PÁGINA
Fotografia gentilmente cedida pelo amigo João Meneres – obrigado João
Aquela janela verde. Como estaria ela agora?
Ainda existiria?
Rua das Flores, número dez, lembrava-se bem. A parede azul e branca, os batentes da porta com a forma de cabeças de leões, a chamimé de tijolo sempre a fumegar, as buganvilias vermelhas a espreitar pelo pátio.
Teria a rua ainda aquele velho empedrado, de pedras já gastas e luzidias? Ainda existiriam os mesmos candeeiros de ferro forjado, pendurados dos tectos? E o poço do bispo, ao fundo da rua... ainda alimentaria os canteiros de flores da dona Beatriz, o que seria feito dela?
Os olhos pousaram sobre os rostos da fotografia.
Um par de miúdos traquinas, só isso. Simplesmente, um par de miúdos... um aceno para a fotografia, ela a olhá-lo embevecida, ele despreocupado a posar para o fotógrafo casual.
Era inverno, ainda se cantavam as janeiras.

EXCERTOS DAS ENTRADAS
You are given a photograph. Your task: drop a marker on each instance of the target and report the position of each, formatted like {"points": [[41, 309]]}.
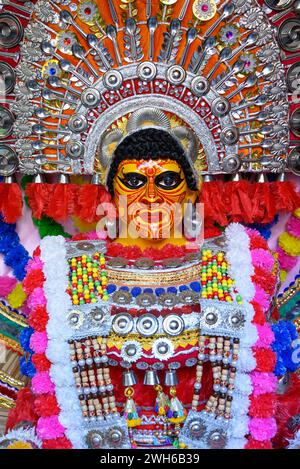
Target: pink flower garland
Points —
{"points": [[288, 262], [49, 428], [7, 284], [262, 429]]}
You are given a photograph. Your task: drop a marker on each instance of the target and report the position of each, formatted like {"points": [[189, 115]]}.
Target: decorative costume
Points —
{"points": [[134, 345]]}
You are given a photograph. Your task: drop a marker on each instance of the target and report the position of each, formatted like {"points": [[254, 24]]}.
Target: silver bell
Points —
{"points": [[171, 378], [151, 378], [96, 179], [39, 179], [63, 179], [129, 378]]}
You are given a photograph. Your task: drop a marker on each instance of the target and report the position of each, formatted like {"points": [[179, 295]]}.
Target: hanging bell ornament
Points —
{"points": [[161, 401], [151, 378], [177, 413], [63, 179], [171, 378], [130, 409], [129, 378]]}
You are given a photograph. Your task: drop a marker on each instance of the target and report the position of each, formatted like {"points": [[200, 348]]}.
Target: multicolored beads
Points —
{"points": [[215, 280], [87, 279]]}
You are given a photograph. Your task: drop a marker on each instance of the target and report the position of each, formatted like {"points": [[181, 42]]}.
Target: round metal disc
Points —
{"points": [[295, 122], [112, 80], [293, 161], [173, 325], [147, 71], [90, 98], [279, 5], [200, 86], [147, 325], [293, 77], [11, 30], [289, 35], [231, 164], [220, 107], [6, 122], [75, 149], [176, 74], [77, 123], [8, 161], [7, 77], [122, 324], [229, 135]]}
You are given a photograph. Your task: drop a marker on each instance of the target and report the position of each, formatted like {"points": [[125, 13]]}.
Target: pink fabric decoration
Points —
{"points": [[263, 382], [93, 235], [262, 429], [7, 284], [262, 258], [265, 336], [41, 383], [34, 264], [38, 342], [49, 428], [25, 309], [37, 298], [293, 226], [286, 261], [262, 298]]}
...
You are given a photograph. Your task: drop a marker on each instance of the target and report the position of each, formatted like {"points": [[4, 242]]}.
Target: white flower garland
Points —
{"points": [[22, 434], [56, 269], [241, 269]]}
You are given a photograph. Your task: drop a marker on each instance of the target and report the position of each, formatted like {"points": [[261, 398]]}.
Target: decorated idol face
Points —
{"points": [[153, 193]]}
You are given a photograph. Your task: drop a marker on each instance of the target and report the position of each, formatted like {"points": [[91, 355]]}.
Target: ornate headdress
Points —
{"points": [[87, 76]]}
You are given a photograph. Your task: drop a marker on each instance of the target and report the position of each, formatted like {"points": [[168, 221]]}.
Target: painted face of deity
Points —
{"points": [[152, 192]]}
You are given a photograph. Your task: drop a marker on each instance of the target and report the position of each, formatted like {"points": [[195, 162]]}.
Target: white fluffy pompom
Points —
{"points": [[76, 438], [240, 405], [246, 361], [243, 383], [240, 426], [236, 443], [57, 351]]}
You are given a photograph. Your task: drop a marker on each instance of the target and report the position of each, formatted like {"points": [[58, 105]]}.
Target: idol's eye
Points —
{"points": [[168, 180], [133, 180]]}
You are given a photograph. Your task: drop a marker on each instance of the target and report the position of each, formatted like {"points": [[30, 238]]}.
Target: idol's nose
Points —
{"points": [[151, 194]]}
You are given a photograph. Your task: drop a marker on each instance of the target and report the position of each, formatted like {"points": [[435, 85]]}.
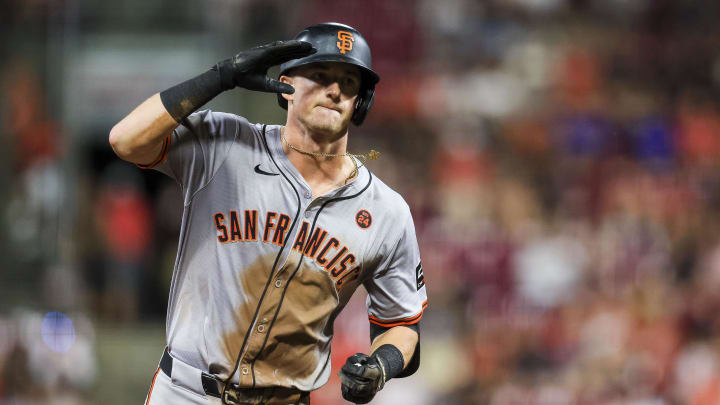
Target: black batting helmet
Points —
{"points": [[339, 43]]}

ENUNCIADO 1
Mostre, copiadas na íntegra, todas as linhas das entradas em que aparece a palavra "idol".
ENUNCIADO 2
Dê a continuação do texto sobre a janela verde da Rua das Flores, a partir da última frase que nele se lê.

RESPOSTA 1
Target: decorated idol face
Target: idol's eye
Target: idol's nose

RESPOSTA 2
Ele chamava-se Bernardo, ela Alzira.
Ele brincava com carrinhos de madeira, heróis de papelão, bolas e fisgas de atirar aos pombos. Ela coleccionava bonecas e vestidos de folhos, andava sempre de vestidos de folhos.
Ele não reparara nela, ele não reparava em nada, para além do seu pequeno mundo de brinquedos, imenso quando se tem dez anos. Ela – Alzira – decidira sossegar aquele cantinho do coração que batia mais forte, sempre que ele se voltava para trás, nos bancos da escola. E perguntara-lhe simplesmente – Posso ir brincar contigo, depois da escola?
Pousou o album de fotografias e ajeitou os óculos. Ardia-lhe a vista, de cada vez que tentava destrinçar melhor os pequenos pormenores das fotografias – talvez por isso já a incomodava o tricot, coisa tão miudinha.
Um leve assobiar desviou-lhe o olhar.
- És muito teimoso, Bernardo, hás-de ser sempre teimoso... – e ajeitou-lhe melhor o cobertor sobre o peito. Mas o ressonar persistiu, aquele assobiar baixinho que ela já conhecia de há muito.
Quanto tempo se passara entretanto, desde aquela fotografia?
Sessenta anos? Talvez mais.
O fotógrafo ocasional, o tio do Bernardo, já falecera há muito, oferecera-lhe aquela fotografia num dia de aniversário, numa das suas visitas à aldeia.
Fora a primeira fotografia dos dois juntos, muito antes de todas as outras.
Sorriu, embevecida, a olhar para ele, como naquela mesma fotografia.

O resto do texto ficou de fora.